## PROBLEM DESCRIPTION
Please repeat every entry that follows, keeping each one exactly the same.

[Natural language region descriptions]
BEGIN

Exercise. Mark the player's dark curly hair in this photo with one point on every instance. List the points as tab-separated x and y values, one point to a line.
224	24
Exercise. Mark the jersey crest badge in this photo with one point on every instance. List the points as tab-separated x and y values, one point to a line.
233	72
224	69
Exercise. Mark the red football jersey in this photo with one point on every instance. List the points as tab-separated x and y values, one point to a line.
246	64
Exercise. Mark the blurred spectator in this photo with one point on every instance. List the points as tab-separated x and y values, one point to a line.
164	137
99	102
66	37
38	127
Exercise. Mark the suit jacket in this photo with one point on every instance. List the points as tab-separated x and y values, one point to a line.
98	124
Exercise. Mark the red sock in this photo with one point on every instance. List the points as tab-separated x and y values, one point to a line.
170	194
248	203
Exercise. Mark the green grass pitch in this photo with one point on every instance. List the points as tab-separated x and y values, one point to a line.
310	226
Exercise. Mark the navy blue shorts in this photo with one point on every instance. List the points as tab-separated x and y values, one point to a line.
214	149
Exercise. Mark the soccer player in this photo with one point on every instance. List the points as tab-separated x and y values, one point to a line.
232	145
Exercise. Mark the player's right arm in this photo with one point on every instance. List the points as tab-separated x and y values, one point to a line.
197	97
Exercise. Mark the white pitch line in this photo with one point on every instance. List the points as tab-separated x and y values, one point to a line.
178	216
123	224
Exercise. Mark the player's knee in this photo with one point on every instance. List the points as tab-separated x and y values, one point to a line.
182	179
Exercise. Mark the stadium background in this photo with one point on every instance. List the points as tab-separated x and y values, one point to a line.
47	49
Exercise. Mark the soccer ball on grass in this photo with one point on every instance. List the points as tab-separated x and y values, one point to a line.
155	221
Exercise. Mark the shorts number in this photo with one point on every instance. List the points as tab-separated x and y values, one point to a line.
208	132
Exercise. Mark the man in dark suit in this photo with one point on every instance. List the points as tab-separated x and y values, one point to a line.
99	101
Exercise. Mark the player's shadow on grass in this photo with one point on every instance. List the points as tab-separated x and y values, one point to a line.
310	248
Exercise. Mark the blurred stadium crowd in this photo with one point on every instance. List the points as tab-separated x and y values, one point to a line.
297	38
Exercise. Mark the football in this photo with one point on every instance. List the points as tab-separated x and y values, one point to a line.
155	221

END

## SOLVED PROBLEM
Exercise. Mark the player's dark curly hair in this photo with one point on every instance. List the points as tab-separated x and y values, one point to a line.
224	24
Exercise. Mark the jersey crest badge in this photo with one point on every instance. List the points as tab-separated x and y values, one point to a line.
233	72
224	69
Exercise. Mark the red football jersey in this photo with one point on every instance. List the points as tab-separated x and y values, one point to a line.
246	64
Exercise. Mark the blurred spectator in this photo with one point on every instance. List the points as tab-separated x and y values, one point to a line.
164	137
99	102
66	37
38	127
Exercise. Mark the suit jacket in this photo with one point on every instance. List the points as tab-separated x and y values, one point to a line.
98	124
Exercise. Mark the red sock in this photo with one point on every instance. List the points as tab-separated x and y values, one point to a line.
170	194
248	203
Exercise. Mark the green grass pitch in this photo with one point on every instance. List the points as tab-separated x and y values, one point to a line.
310	226
Exercise. Mark the navy blue shorts in this photo with one point on every instance. List the points as tab-separated x and y values, one point to a line.
214	149
Exercise. Mark the soccer player in this photo with one point on every instance. List the points as tab-separated x and y values, one point to a line.
232	145
Exercise. Mark the player's right arm in this photo with one point on every instance. List the points as tab-separated x and y values, one point to a line.
197	97
Exercise. Mark the white pitch line in this photo with one point on every instance. List the points as tab-separated x and y values, one point to a line.
178	216
123	224
Exercise. Mark the player's knee in this photo with one point on every instance. List the points as tab-separated x and y values, one point to a line.
182	179
Exercise. Mark the stadium background in this photo with one point on every instance. List the points as tab-separated x and y values, one point to a line.
47	49
Exercise. Mark the soccer ball on grass in this photo with one point on every instance. List the points as tab-separated x and y values, one point to a line.
155	221
Exercise. Mark the shorts number in this photo with one point on every instance. List the points as tab-separated x and y values, one point to a line.
208	132
Exercise. Mark the man in dark suit in this photo with one point on every instance. List the points as tab-separated x and y values, one point to a line.
99	101
Exercise. Mark the player's shadow on grass in this photo with one point on every instance. List the points as tab-separated x and y values, one point to a line.
310	248
Exercise. Mark the blurred stadium crowd in this photo with one point on every instance. List the points as tab-separated x and y values, one point to a line.
297	38
Exercise. Mark the football in this photo with one point on every instance. List the points as tab-separated x and y values, one point to a line.
155	221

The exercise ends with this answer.